Problem to work on: List every line of the listing that contains the word "slate", treating uppercase and lowercase as different.

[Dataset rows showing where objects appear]
──────────────────────────────

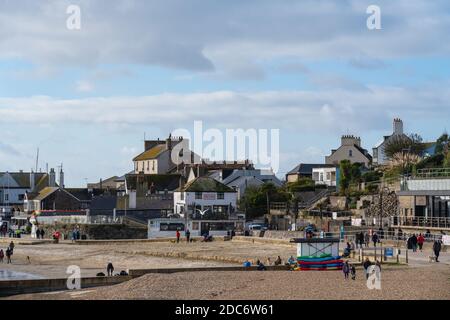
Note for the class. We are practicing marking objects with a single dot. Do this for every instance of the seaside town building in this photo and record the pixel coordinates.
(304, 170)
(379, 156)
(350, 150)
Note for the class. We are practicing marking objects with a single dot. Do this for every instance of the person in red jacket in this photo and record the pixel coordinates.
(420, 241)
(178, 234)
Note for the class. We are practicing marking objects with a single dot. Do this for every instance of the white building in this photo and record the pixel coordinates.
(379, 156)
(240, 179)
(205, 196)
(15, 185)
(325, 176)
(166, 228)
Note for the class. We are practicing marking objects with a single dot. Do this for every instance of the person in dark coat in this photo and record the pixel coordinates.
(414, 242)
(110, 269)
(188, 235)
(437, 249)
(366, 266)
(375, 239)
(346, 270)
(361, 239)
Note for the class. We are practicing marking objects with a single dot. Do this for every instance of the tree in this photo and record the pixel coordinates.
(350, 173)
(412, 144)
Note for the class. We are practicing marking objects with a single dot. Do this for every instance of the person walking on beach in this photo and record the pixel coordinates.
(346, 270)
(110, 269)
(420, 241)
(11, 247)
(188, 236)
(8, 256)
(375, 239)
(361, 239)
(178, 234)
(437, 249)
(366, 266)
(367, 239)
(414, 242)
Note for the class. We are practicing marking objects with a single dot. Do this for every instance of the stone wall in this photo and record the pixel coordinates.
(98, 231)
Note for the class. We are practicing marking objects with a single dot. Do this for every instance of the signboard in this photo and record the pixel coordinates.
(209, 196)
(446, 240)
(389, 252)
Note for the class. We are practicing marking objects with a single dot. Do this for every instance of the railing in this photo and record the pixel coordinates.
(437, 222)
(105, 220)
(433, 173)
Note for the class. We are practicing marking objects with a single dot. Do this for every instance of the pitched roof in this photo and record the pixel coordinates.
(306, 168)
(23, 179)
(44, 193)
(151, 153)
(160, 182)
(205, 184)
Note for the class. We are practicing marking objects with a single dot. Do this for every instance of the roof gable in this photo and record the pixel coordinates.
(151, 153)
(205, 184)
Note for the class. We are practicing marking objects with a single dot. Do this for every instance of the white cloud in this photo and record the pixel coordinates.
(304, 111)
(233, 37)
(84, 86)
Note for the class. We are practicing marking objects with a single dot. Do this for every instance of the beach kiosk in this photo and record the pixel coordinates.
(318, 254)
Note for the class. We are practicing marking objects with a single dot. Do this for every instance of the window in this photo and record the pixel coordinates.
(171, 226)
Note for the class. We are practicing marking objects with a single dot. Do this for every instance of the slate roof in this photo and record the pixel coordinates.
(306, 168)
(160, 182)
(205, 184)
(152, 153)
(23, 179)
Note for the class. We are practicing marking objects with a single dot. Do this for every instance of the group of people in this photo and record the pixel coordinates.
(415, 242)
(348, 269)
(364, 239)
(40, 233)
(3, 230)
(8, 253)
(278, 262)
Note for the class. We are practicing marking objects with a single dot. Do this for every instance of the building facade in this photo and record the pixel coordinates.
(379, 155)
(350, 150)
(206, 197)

──────────────────────────────

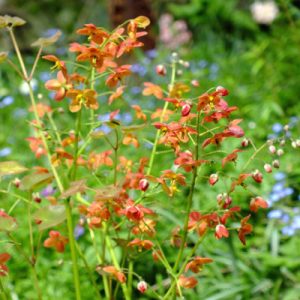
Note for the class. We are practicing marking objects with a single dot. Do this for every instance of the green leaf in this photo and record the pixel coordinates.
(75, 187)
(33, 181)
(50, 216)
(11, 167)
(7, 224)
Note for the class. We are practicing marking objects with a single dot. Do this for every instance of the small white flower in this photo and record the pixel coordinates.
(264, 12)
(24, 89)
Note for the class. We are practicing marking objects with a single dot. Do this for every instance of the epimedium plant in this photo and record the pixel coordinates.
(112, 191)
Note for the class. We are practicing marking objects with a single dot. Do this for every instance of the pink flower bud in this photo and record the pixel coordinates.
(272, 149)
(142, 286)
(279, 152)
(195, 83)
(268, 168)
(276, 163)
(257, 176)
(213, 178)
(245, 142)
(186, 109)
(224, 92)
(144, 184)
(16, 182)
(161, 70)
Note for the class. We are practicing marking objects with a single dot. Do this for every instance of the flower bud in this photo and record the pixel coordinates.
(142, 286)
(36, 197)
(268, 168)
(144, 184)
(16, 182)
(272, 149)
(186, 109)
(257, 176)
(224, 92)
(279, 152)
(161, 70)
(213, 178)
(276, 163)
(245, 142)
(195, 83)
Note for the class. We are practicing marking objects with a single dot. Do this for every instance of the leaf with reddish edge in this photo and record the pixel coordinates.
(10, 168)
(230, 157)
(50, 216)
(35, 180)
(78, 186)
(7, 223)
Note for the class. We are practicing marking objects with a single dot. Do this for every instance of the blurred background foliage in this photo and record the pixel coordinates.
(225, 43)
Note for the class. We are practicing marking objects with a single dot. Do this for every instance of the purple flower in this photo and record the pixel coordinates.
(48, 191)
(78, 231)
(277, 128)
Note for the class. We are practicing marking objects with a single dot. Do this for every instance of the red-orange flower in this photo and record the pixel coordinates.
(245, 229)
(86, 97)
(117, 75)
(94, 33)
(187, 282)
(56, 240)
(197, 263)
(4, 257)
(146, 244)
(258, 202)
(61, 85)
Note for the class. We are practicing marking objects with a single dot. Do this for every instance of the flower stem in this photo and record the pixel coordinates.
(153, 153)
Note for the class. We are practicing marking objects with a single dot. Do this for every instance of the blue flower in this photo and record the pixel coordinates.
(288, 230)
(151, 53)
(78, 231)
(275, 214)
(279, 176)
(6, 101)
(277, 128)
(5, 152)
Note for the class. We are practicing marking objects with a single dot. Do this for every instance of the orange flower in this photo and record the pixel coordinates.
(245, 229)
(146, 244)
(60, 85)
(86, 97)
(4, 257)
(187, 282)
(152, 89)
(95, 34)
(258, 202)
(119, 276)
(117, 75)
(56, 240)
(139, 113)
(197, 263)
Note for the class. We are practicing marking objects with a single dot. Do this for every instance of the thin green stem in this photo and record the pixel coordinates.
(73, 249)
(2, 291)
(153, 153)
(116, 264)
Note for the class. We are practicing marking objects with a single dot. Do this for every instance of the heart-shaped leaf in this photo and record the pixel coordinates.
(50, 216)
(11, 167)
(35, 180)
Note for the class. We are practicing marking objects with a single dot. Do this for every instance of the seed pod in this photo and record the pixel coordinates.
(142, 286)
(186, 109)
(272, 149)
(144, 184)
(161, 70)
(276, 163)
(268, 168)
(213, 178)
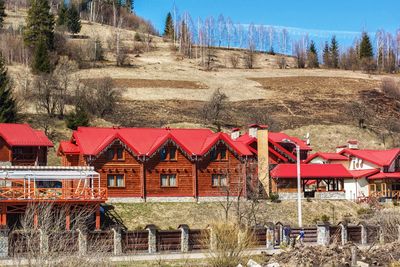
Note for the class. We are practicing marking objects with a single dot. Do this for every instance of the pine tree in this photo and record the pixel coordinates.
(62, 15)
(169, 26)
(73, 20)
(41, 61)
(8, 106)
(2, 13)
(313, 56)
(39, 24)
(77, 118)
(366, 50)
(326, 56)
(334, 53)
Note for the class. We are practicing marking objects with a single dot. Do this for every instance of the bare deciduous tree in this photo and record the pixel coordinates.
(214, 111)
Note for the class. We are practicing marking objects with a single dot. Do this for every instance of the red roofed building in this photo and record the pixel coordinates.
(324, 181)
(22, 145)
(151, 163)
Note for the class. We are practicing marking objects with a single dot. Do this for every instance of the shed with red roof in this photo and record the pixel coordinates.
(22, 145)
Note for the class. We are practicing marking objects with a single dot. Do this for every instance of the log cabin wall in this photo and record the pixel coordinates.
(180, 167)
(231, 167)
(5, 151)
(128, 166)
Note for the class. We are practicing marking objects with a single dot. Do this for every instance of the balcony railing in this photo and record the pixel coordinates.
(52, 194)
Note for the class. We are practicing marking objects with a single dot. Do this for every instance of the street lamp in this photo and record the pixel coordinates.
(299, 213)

──────────────────────────────

Solution for this task:
Note for the class. We are practicing marking objects with a single dot. Do this for every instance of the slate roof in this photo and record the pixel coordinates.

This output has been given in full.